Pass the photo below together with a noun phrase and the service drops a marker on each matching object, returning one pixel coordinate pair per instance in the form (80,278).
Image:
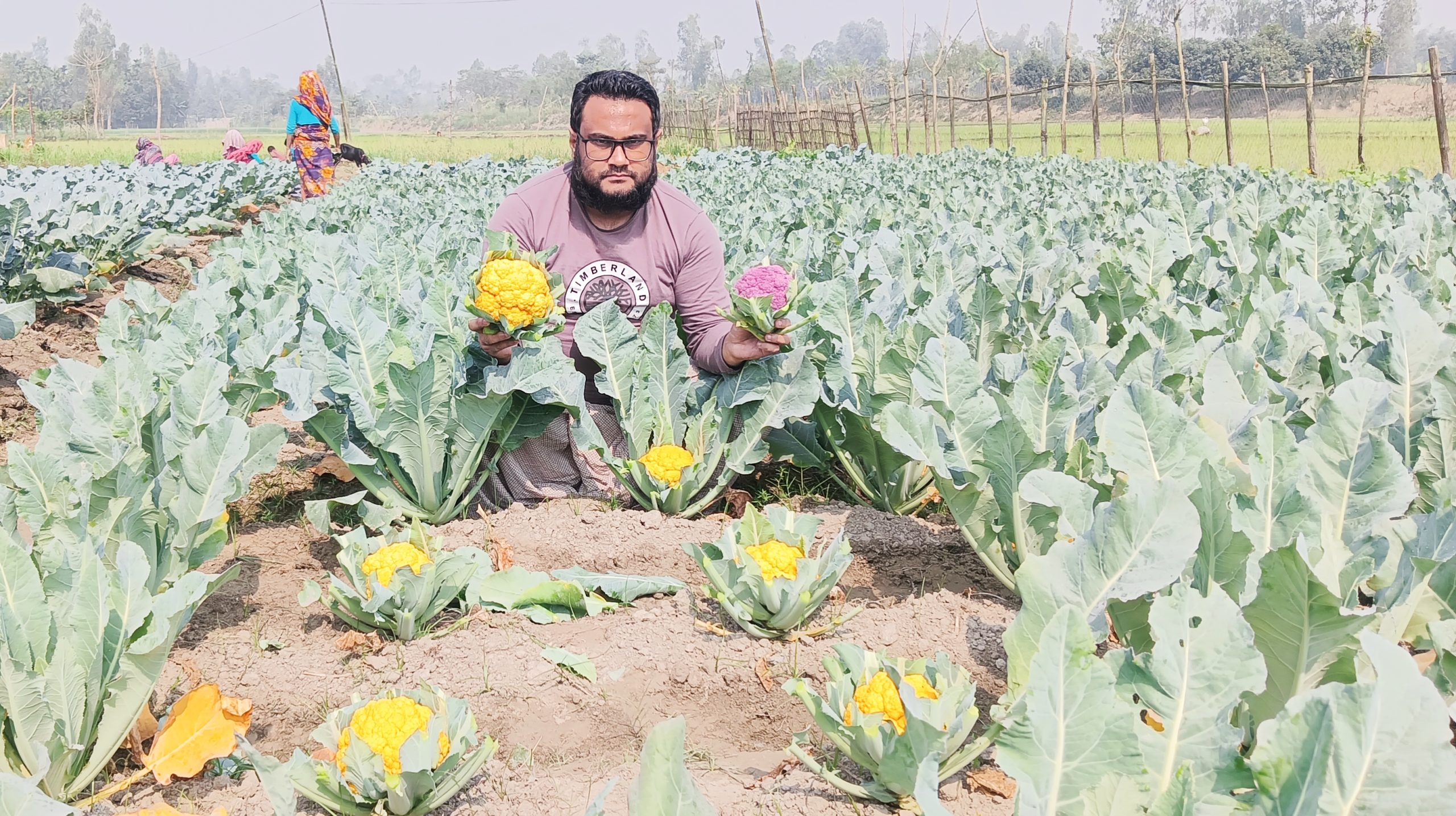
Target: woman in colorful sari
(149,154)
(311,123)
(238,151)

▸ Directive:
Copy out the data above line for line, requests included, and shift each answer's pixel coordinates by -17 while leaving the request text and its sample coordinates unchanged. Omit the pictures.

▸ Task result:
Pass the photo below together with a noun phrase and the service drops a marker on each matching object, returning one pixel coordinate pair per instance in the form (80,278).
Image:
Target: woman in colorful sari
(132,137)
(294,106)
(221,134)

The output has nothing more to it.